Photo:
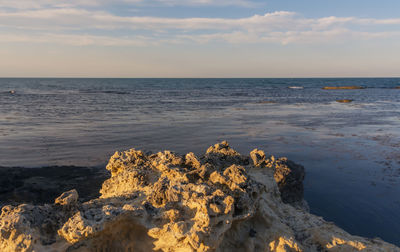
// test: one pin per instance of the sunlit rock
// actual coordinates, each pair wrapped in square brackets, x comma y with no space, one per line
[223,201]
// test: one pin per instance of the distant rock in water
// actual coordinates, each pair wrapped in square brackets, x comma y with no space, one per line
[344,101]
[343,87]
[223,201]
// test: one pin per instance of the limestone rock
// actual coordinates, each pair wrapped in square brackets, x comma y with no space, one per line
[168,202]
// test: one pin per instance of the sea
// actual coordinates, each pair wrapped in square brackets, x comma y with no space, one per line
[350,151]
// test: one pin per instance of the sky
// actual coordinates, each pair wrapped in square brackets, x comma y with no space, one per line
[200,38]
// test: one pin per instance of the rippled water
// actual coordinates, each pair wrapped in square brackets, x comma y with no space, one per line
[351,151]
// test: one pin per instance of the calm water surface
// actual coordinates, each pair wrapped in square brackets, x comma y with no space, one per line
[351,151]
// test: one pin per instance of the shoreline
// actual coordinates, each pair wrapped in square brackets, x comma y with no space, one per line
[287,178]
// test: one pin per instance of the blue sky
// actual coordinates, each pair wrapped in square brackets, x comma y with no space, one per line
[199,38]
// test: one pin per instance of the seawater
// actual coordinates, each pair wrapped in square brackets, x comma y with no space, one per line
[351,151]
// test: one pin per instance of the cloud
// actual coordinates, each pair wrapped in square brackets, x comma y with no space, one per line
[76,26]
[41,4]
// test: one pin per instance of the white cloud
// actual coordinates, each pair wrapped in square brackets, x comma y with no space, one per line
[76,26]
[40,4]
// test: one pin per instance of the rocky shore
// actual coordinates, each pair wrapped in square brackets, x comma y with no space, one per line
[222,201]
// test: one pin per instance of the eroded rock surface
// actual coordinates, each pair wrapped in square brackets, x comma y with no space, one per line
[222,201]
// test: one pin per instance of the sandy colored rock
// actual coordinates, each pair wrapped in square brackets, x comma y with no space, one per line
[222,201]
[344,101]
[343,87]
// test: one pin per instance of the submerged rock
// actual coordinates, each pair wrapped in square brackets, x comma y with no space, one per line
[344,101]
[222,201]
[343,87]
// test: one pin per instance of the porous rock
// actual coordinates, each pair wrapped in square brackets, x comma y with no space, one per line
[222,201]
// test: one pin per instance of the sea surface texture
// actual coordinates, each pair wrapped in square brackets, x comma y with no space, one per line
[351,151]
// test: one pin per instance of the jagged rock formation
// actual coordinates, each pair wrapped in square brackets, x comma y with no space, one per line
[165,202]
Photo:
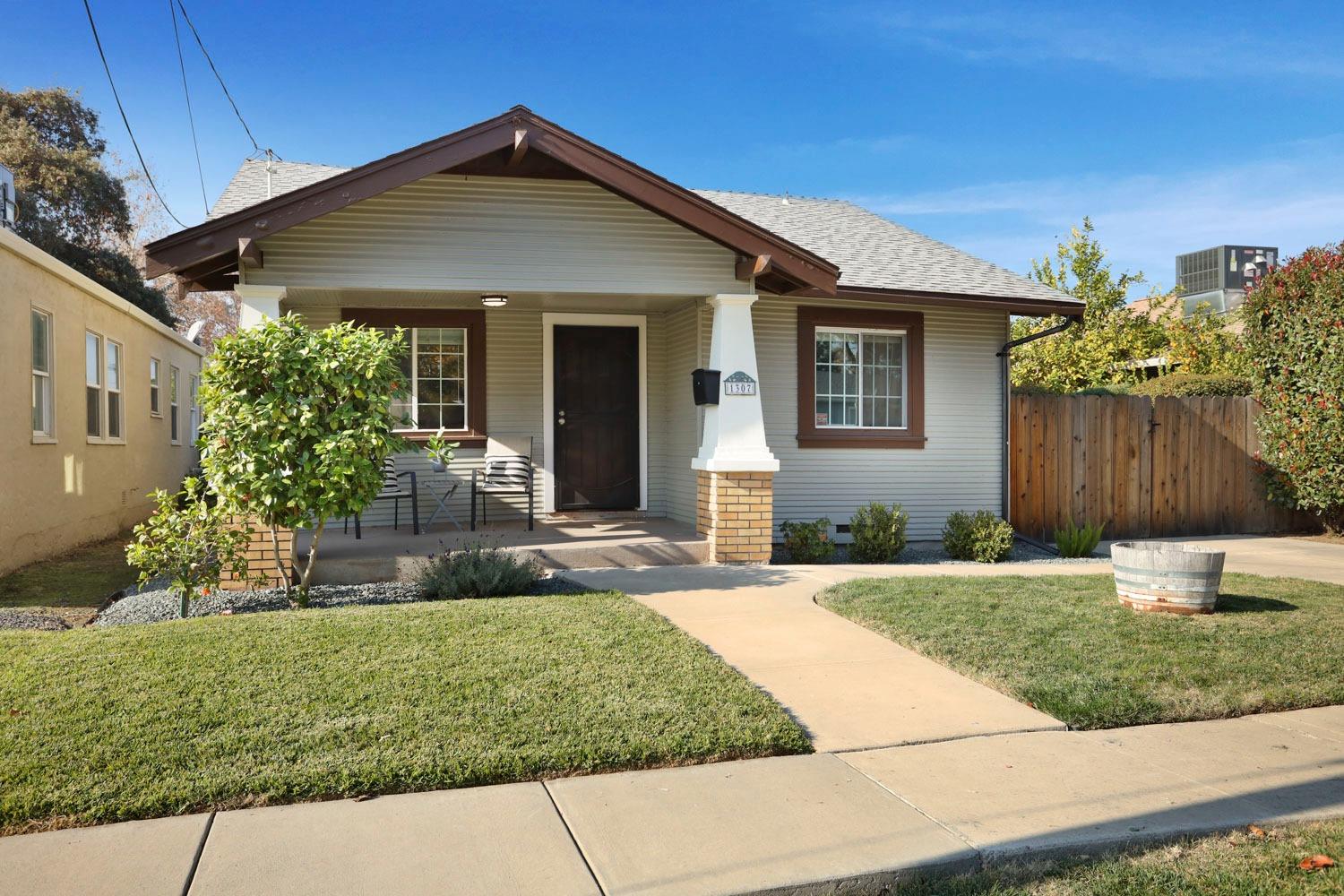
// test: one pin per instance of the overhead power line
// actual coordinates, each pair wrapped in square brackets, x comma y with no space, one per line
[218,77]
[124,120]
[191,118]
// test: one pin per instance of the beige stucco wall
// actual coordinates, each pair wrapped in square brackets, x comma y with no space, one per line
[56,495]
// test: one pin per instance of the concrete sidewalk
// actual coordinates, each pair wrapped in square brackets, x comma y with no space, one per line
[851,688]
[797,823]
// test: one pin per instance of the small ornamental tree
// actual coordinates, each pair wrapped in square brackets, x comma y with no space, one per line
[188,540]
[297,424]
[1295,357]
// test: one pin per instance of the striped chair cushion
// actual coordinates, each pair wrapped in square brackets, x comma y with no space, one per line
[505,473]
[392,485]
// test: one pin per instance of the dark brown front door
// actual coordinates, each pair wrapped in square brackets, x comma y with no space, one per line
[597,418]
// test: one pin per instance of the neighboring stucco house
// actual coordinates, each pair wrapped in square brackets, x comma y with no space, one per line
[99,408]
[874,349]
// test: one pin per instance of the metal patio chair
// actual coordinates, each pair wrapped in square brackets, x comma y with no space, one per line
[395,492]
[505,471]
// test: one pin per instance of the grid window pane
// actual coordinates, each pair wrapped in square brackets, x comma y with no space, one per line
[859,379]
[440,384]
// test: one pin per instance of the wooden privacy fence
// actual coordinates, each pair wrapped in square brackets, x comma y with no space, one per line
[1147,468]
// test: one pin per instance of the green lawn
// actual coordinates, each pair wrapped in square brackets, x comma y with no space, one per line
[105,724]
[82,578]
[1226,866]
[1066,645]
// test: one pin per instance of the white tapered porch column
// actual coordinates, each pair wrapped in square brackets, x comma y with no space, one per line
[736,468]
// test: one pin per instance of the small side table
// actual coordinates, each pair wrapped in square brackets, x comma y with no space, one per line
[443,501]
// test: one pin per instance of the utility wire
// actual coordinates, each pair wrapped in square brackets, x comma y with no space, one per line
[218,77]
[191,118]
[124,120]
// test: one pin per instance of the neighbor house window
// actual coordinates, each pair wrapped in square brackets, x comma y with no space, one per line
[444,367]
[174,433]
[153,387]
[93,384]
[43,425]
[112,383]
[193,390]
[860,378]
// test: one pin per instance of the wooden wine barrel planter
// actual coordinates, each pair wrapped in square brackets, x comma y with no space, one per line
[1163,576]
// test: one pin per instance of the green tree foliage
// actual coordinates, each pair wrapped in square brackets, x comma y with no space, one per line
[297,424]
[1295,352]
[190,540]
[1110,336]
[70,206]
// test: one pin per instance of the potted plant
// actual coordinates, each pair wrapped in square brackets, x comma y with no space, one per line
[440,452]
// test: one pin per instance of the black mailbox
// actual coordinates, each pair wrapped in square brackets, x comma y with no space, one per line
[704,384]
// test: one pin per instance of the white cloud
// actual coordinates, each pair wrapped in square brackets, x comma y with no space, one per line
[1292,201]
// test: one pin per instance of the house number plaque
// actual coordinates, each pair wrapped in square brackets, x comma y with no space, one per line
[739,383]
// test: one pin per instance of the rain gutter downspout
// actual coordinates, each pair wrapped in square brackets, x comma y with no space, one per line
[1004,358]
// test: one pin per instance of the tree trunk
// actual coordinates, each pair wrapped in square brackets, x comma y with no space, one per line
[312,559]
[280,563]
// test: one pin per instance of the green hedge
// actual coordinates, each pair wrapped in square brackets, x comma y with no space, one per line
[1193,386]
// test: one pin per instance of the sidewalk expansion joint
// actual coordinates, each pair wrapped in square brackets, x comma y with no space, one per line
[573,839]
[195,860]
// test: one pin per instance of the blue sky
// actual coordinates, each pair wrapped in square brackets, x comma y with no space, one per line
[992,126]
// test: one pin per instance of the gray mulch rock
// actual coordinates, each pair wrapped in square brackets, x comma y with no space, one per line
[161,606]
[933,552]
[32,621]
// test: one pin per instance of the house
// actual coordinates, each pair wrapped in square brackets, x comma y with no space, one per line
[561,296]
[112,402]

-------------------------

▸ Request
Exclude the images, then output the data above word for word.

▸ Reply to the exercise
Photo:
// test: one pin per instance of the sunlit rock
// actual coordinates, each pair wrapped in square brackets, x comma y with no space, one per line
[223,201]
// test: one pin per instance of the distant rock in water
// actual coordinates, each pair wrapped in square brackets, x comma y with no space, one per line
[344,101]
[343,87]
[223,201]
// test: one pin per instance of the limestone rock
// actual coordinates, each pair wrapped in square brackets, x comma y with no space, one per line
[168,202]
// test: one pin per instance of the sea
// actual coordinates, each pair wrapped in square brackets, x comma y with no space, one per line
[350,151]
// test: one pin per instance of the sky
// actual coordinates, each pair wrapped in square brackets, x comma y with no space, one per line
[200,38]
// test: one pin per instance of the rippled water
// actual coordinates, each pair wrapped in square brackets, x comma y with no space, one per line
[351,151]
// test: one pin per instance of the calm water surface
// actual coordinates, each pair wrapped in square brackets, x comma y with no space, one per line
[351,151]
// test: one pin per instance of the shoreline
// actual coordinates, each pair wrapped in square brackets, x comma y with no space, one per line
[287,178]
// test: one pin per instance of the blue sky
// actual coordinates, each pair wrapped in square brackets, x comma y with no space, one per line
[199,38]
// test: one pin per instance of the seawater
// actual coordinates, each pair wrapped in square brackets, x comma y with no space, one per line
[351,151]
// test: one pin per instance of the cloud
// actual coordinates, each pair wrapped in square brackets, x comma y with no space, one per line
[76,26]
[41,4]
// test: one pin per instance of the white cloud
// actual coordinates, each pair wrapped in square brackets, x comma y with no space, one per line
[76,26]
[40,4]
// test: one pin per instance of the rocky shore
// actual coordinates, each pair wrapped in square brackets, x comma y with no space, one per line
[222,201]
// test: one pin per instance of the eroded rock surface
// actual coordinates, each pair wrapped in square brackets, x comma y with no space, one per line
[222,201]
// test: one pin per instance of the sandy colored rock
// actual coordinates, each pair wrapped in square brackets, x comma y with no space, one per line
[222,201]
[344,101]
[343,87]
// test: one pin per instance of the submerged rock
// actual coordinates, each pair wrapped in square brackets, x comma y with no space, one per line
[344,101]
[222,201]
[343,87]
// test: one pin per instance of the porous rock
// actual coordinates, each pair wrapped in square brackets, x comma y with no space, one per line
[222,201]
// test: one pin per instance of the sea surface texture
// actual coordinates, each pair wrapped in square brackets, x comma y with no space, one per line
[351,151]
// test: one pin per instance of the jagged rock formation
// actual coordinates, each pair wrapped in square brackets, x comma y with no space, one per line
[165,202]
Photo:
// test: one pin per instance of the overhead power line
// actual coordinates, each pair wrapped in square brackets, x comma y with no space, one per line
[218,77]
[124,120]
[191,118]
// test: one pin per instance of the beige stucco wall
// actual coordinates, each pair wrapped in square brackets, x comma y with no space, one per line
[56,495]
// test: one pin per instance of the concrete sidewalk
// actual coordinates, each pair wrapped in square brackets, x comma y with no space, one per line
[851,688]
[797,823]
// test: one pin per instance of the small ornamental tree
// actual coordinates, each pair wrapped in square brackets, x comma y with no space, one per line
[188,540]
[297,424]
[1295,357]
// test: one pin per instance of the striped chair cushion
// actual coordinates, each pair wrapped in square brackets, x comma y with no space, one per line
[505,473]
[392,485]
// test: one pin per instance of the dark brown front door
// actual coordinates, each pair wrapped in square brackets, x comma y with no space, one per line
[597,418]
// test: one pin per instance of the neighboring stucco house
// actual coordinates, each pair wrapped in square brackets, x comma y with no space, one per line
[99,408]
[874,349]
// test: one pin per instance of the metal patio chair
// actual coordinates, each pair wrapped in square brackets, x comma y with no space, one per line
[395,492]
[505,471]
// test: one pin per instance of the grid window pane
// actual coordinates, each pair wrapped in square brackets, x comma y with no space, one per line
[859,379]
[440,384]
// test: one pin per instance of the wooden privacy fence
// actual coordinates, each pair wrapped in square brackets, x comma y with no space, one per line
[1147,468]
// test: one pin per instance of the green lawn
// actual coordinates, each pair wrapped in square brackets, x comma y with no space, one per line
[105,724]
[82,578]
[1226,866]
[1066,645]
// test: one pin per instance of the white tapered porch column
// actual coordinates, each pair wrapped in square brackets, x comma y with no space, one per line
[736,468]
// test: one pin per instance of the small side table
// actual coordinates, each pair wrapped in square brackets, x comma y with no space, one per line
[443,501]
// test: one pin per instance of the utility wire
// actual coordinates, each pair wrapped in square brackets, x comma y with no space, one per line
[218,77]
[191,118]
[124,120]
// test: one pin per instance of the neighbor house window
// actual coordinates, each pair wrapped in square brackets, x comma y with no space, one per line
[444,367]
[174,433]
[153,387]
[93,384]
[43,425]
[112,383]
[193,390]
[860,378]
// test: one pin per instance of the wooden wine barrel planter
// actual coordinates, each pair wrapped in square brackets, x comma y with no space, one per line
[1163,576]
// test: one pin per instance of the green tree foliage
// actual coordinates, each pair wrapped in square brackets, x comma y with no space, one per line
[297,424]
[1295,352]
[190,540]
[1110,336]
[70,206]
// test: one pin per instance of the potted plant
// actual coordinates, each pair wrapped in square brackets, x comma y with no space, one per line
[440,452]
// test: one pin per instance of the black mailbox
// actual coordinates, each pair wrapped in square brackets, x comma y with no space, one per line
[704,384]
// test: one pin per instance of the white cloud
// actual coordinates, each pair wrapped in square brackets, x comma y with no space, one per line
[1292,201]
// test: one pin per instance of the house number plaque
// actual coordinates, each pair wrapped in square brackets, x comma y with no space, one per line
[739,383]
// test: one pin per instance of the rain gutter downspout
// actual coordinates, each pair wrapped in square brackets, x comma y with no space, one per line
[1004,358]
// test: one pin per instance of the tree trunk
// actual coordinates, each pair wrapped in square brackets, x comma y with no space, one per line
[312,559]
[280,563]
// test: one pin per instance of the green hedge
// actual coordinates, each pair wrapped in square brackets, x comma y with no space, one per line
[1193,386]
// test: one pin per instance of the sidewalk expansion joint
// actual coordinates, each pair wrapped in square brackets, x comma y with no space, one per line
[573,839]
[195,860]
// test: one pin per instance of the blue sky
// actual coordinates, each pair wrapped in square brackets, x comma y with no space, one per line
[992,126]
// test: one pin per instance of the gray mulch rock
// actual coordinates, each pair wrapped in square brackets, x comma y with no space, one per line
[161,606]
[933,552]
[32,621]
// test: one pin per instance of the house
// actual coordinates, each pair wrapped in square brackets, x comma y with no space, one per line
[561,296]
[112,402]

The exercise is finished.